▶ _ASSIGNMENT_
Please set down every line of the records below exactly, without the pictures.

▶ _Dataset entries_
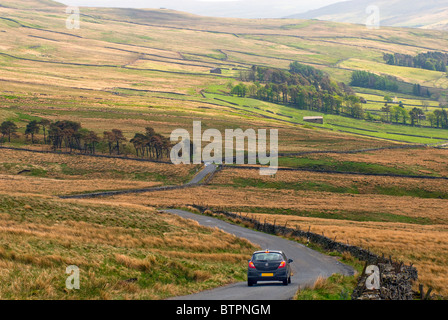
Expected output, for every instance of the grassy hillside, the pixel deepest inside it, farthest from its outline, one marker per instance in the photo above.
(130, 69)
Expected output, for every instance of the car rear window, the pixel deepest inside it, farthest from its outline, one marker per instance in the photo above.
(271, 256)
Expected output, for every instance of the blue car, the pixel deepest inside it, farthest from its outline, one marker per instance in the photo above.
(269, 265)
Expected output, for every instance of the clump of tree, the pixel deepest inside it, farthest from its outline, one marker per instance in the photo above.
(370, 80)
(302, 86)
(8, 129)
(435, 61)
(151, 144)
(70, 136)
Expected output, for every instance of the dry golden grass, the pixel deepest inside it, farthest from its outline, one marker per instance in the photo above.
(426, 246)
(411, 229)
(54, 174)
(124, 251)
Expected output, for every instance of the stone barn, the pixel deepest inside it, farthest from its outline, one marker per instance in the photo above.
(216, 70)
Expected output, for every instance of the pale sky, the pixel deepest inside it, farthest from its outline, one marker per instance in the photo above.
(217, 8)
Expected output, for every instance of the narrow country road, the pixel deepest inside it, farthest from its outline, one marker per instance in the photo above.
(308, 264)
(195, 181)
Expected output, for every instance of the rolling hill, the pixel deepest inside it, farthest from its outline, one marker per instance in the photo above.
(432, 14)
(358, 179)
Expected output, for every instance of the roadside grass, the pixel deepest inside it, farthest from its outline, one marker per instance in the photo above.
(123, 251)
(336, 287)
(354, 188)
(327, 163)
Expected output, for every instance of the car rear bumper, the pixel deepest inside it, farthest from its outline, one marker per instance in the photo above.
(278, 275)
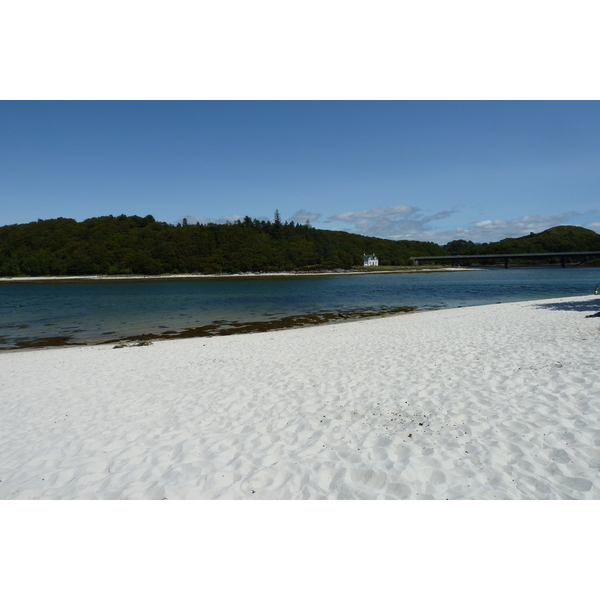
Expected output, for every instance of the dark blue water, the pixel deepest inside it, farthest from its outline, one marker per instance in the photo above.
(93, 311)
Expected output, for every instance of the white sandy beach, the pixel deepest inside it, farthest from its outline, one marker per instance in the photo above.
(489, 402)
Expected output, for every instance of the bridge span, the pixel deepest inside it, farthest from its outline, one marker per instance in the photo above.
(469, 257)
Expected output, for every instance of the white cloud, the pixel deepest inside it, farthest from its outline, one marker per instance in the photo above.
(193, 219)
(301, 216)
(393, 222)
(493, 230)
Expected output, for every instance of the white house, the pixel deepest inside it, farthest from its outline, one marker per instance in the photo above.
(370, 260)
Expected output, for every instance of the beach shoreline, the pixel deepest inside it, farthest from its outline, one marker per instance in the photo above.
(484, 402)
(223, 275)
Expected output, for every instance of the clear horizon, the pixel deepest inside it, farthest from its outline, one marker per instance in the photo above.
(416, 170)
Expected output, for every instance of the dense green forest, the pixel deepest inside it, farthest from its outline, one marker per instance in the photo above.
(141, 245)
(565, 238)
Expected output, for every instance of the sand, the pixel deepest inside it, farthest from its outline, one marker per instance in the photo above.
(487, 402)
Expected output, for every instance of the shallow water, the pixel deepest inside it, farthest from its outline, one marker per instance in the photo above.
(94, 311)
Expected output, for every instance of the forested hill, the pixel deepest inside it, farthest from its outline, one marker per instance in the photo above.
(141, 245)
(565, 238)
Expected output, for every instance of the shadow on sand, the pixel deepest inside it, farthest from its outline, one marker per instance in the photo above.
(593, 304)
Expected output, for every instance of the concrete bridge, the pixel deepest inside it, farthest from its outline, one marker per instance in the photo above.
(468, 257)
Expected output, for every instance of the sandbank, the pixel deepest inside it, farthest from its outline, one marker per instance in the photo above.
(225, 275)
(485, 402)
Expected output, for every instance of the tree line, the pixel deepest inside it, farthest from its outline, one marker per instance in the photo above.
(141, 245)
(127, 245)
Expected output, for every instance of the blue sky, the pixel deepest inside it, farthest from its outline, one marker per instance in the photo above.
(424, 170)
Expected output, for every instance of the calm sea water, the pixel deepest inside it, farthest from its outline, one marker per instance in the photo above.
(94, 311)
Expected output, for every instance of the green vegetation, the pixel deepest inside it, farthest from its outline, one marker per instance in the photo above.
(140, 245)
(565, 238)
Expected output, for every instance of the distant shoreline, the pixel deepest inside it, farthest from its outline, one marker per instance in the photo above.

▶ _RESPONSE AREA_
Expected output, for every instance of the grassy hillside, the pixel deepest inside it, farthest from its outline, one marker per instance in the photo above.
(130, 69)
Expected output, for every instance of the car rear window, the pixel deepest inside it, farthest from its outline, one marker per instance in the photo above.
(271, 256)
Expected output, for every instance of the blue car, the pixel deepest inside it, farthest from its outline, one marker per instance in the photo above.
(269, 265)
Expected output, for every instance of the clump of tree, the pixel deepest inside it, farthest from its outline, one marker per instance in the photo above.
(370, 80)
(302, 86)
(8, 129)
(435, 61)
(151, 144)
(70, 136)
Expected output, for every instance of the dry golden grass, the pixel deepest inside it, farthest from its outline, one marker per instance in the photo above.
(426, 246)
(411, 229)
(54, 174)
(124, 251)
Expected output, for every instance of the stone barn, the pixel deepest inside it, farthest from its outline, one marker per instance in the photo above.
(216, 70)
Expected output, for every instance of the pale sky, the pixel deepest inside it, farthest from its outline, one marker per instance in the photo above.
(217, 8)
Expected output, for every instance of the narrow country road, the pixel deepest inside it, farthest from its outline, one marker per instance in the photo above.
(308, 264)
(195, 181)
Expected output, for every instance of the rolling hill, the pixel deepest inside it, farthest from its outline, one marker per instance in the photo above.
(432, 14)
(358, 179)
Expected output, for every instance of the roadside grass, the pixel deepest inside it, farthest from its outline, one marker per instance in the photo above.
(123, 251)
(336, 287)
(354, 188)
(327, 163)
Expected output, for every instance of the car rear bumper, the pixel deepest inside it, farthest from its outline, one marker per instance in the photo above.
(278, 275)
Expected output, for every instance of the dark blue water, the pixel deepest inside it, farthest from its outline, one marker per instance in the photo above.
(93, 311)
Expected output, for every instance of the white sandy beach, the pixel deepest inside it, farthest from its outline, one marker per instance in the photo above.
(489, 402)
Expected output, for every instance of the bridge span, the pixel deepest inside it, farthest from its outline, one marker per instance in the photo above.
(469, 257)
Expected output, for every instance of the white cloud, the pixel deepest inside it, farthest from its outline, one marker per instance in the photo above.
(193, 219)
(301, 216)
(393, 222)
(493, 230)
Expected output, for every instance of the white house, the pixel deepest inside it, farthest from its outline, one marker per instance in the photo above.
(370, 260)
Expected output, for every instance of the beach shoreline, the pixel deepest inside it, farthest from its outline, one marker per instance in the photo above.
(484, 402)
(223, 275)
Expected output, for every instance of the clear horizon, the pixel deepest inside it, farthest from its outline, one marker per instance in the photo above.
(416, 170)
Expected output, for every instance of the dense green forest, the pixel deepest inside it, farthest from its outline, one marker per instance in the photo above.
(141, 245)
(565, 238)
Expected output, for every instance of the sand, the pixel deepest inside it, farthest from its outline, one marker per instance in the photo above.
(487, 402)
Expected output, for every instance of the shallow water, the pixel deepest inside it, farthest from its outline, one marker per instance in the photo above.
(94, 311)
Expected output, for every instance of the forested hill, the pixel deepest inside it, farthest from its outline, one marker per instance in the photo above.
(141, 245)
(565, 238)
Expected output, for every instance of the shadow on sand, the pixel deepest inside it, farthest from its outline, one marker per instance in the photo above.
(593, 304)
Expected output, for every instance of the concrete bridge, the pixel deepest inside it, farthest from its outline, one marker per instance in the photo above.
(468, 257)
Expected output, for every instance of the sandbank, the pixel deepest inside it, farthest from its outline, one marker per instance in the photo above.
(225, 275)
(485, 402)
Expected output, for every instance of the tree line, the pixel deepest inside it, farthest from its outline, one marker per instance in the photo above.
(141, 245)
(127, 245)
Expected output, for every instance of the blue sky, the pixel deepest inside it, farthest from its outline, one marker per instance in the photo above.
(424, 170)
Expected output, for every instance of the calm sea water, the pixel deepest inside it, farthest from its outline, one marker per instance in the photo above.
(94, 311)
Expected output, for every instance of the green vegetation, the pixel deepest inside it, farthest from its outline, one marker per instance in the photo above.
(140, 245)
(565, 238)
Expected output, for every instance of the distant shoreline, the pixel deepest inside it, farthest from its outline, one marker per instance in the photo above.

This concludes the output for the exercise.